§ Yapılacak iş
Abdüllatif Şener söyleşisinin bir bölümünü lütfen harfi harfine yazın: "Gazete A24’e yaptığı" sözlerinin geçtiği yerden başlayın, "okurları için konuştuk." sözlerinden sonra durun.

§ Çıkarılan metin

◆ ◆ ◆ ◆ ◆ ◆ ◆

Başbakan Erdoğan eşbaşkan değil, bir taşerondur
Başbakan Erdoğan eşbaşkan değil, bir taşerondur |
ESKİ YOL ARKADAŞINDAN İLGİNÇ SÖZLER...
Gazete A24’e yaptığı açıklamada “Erdoğan ‘eş başkan’ değil, taşerondur. İşi bitince çöpe atılır!” diyen Abdüllatif Şener’den çok konuşulacak bir iddia daha. Şener’e göre basın, korktuğu için Başbakan Erdoğan’ın İsviçre hesaplarının üzerine gidemedi!
Abdüllatif Şener’le söyleşimizin üçüncü ve son bölümünde Büyük Ortadoğu Projesi’nden Arap Baharı’na, Türkiye-Suriye ilişkilerinden füze kalkanına, anayasa çalışmalarından PKK konusuna, Dersim konusundan başkanlık sistemine değin pek çok konuda merak edilenleri Gazete A24 okurları için konuştuk.
“Başbakan, Büyük Ortadoğu Projesi’nin taşeronudur” diyen Şener, AKP’nin Türkiye’deki İslami duyarlılığı yok ettiğini de söylüyor. Başbakan Erdoğan’ın, Türkiye’de demokrasinin standardını aşağı çektiğini ifade eden Şener’e göre, basın Erdoğan’dan korktuğu için, Erdoğan’ın WikiLeaks belgelerinde yer alan İsviçre’deki hesaplarının üzerine gitmedi… İşte röportajımızın son bölümü…
Türkiye’nin dış politikası ile devam edelim isterseniz…
Türkiye’de küresel güçler tarafından en önemli karşı çıkışlar, Erbakan hareketi ile ortaya çıkmıştır. O hareket tümüyle tasviye olmuş, bugün mutlak anlamda küresel güçlerin, arzularına, isteklerine göre, hem ülkeyi yöneten hem de çevre ülkelerdeki dönüşümün taşeronluğunu üstlenen bir siyasi iktidar yapısı ortaya çıkmıştır.

◆ ◆ ◆ ◆ ◆ ◆ ◆

§ Veri satırları

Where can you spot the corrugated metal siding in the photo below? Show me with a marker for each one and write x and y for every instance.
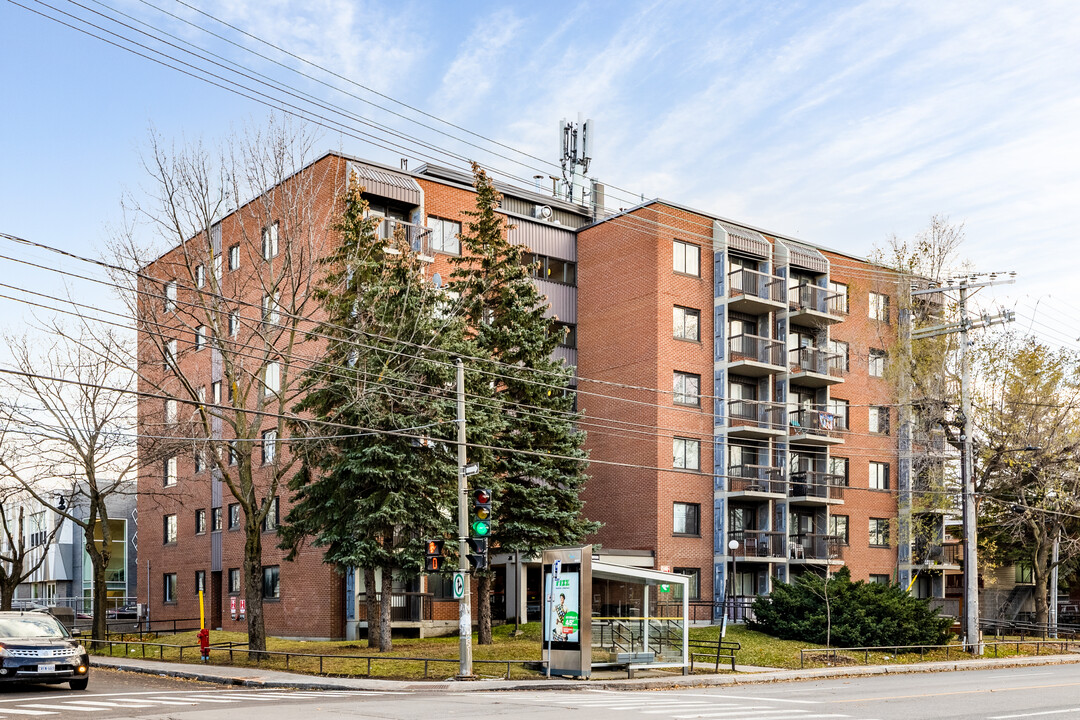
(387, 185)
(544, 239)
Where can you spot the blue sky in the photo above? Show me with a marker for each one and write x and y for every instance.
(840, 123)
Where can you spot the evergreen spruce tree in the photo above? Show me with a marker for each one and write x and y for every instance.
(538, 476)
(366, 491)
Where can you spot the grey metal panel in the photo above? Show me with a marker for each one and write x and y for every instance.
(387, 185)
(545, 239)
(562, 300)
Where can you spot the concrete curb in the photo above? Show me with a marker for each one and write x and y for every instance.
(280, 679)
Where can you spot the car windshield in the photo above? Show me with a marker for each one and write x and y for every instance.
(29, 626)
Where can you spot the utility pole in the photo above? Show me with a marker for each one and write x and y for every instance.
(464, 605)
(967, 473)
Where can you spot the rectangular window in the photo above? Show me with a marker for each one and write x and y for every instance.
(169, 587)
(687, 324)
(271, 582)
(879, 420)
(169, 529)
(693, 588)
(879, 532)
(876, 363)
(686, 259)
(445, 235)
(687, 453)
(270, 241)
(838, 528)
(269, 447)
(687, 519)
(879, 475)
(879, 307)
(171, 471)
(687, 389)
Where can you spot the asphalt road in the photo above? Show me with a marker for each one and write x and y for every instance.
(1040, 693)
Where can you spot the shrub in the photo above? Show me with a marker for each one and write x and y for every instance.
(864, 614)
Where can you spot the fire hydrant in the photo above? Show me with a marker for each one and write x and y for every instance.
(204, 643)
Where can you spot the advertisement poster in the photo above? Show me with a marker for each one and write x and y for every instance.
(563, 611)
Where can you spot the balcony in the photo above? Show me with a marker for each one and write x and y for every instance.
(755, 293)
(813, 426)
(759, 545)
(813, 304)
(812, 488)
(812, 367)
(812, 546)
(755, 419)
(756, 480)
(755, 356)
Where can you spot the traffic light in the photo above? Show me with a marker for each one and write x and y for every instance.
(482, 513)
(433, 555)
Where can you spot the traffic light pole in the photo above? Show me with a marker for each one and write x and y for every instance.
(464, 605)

◆ ◆ ◆ ◆ ◆ ◆ ◆

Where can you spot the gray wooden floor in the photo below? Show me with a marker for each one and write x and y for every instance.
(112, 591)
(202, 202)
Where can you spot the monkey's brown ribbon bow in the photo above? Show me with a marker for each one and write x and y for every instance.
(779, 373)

◆ ◆ ◆ ◆ ◆ ◆ ◆

§ Alıştırma yanıtı
Gazete A24’e yaptığı açıklamada “Erdoğan ‘eş başkan’ değil, taşerondur. İşi bitince çöpe atılır!” diyen Abdüllatif Şener’den çok konuşulacak bir iddia daha. Şener’e göre basın, korktuğu için Başbakan Erdoğan’ın İsviçre hesaplarının üzerine gidemedi!
Abdüllatif Şener’le söyleşimizin üçüncü ve son bölümünde Büyük Ortadoğu Projesi’nden Arap Baharı’na, Türkiye-Suriye ilişkilerinden füze kalkanına, anayasa çalışmalarından PKK konusuna, Dersim konusundan başkanlık sistemine değin pek çok konuda merak edilenleri Gazete A24 okurları için konuştuk.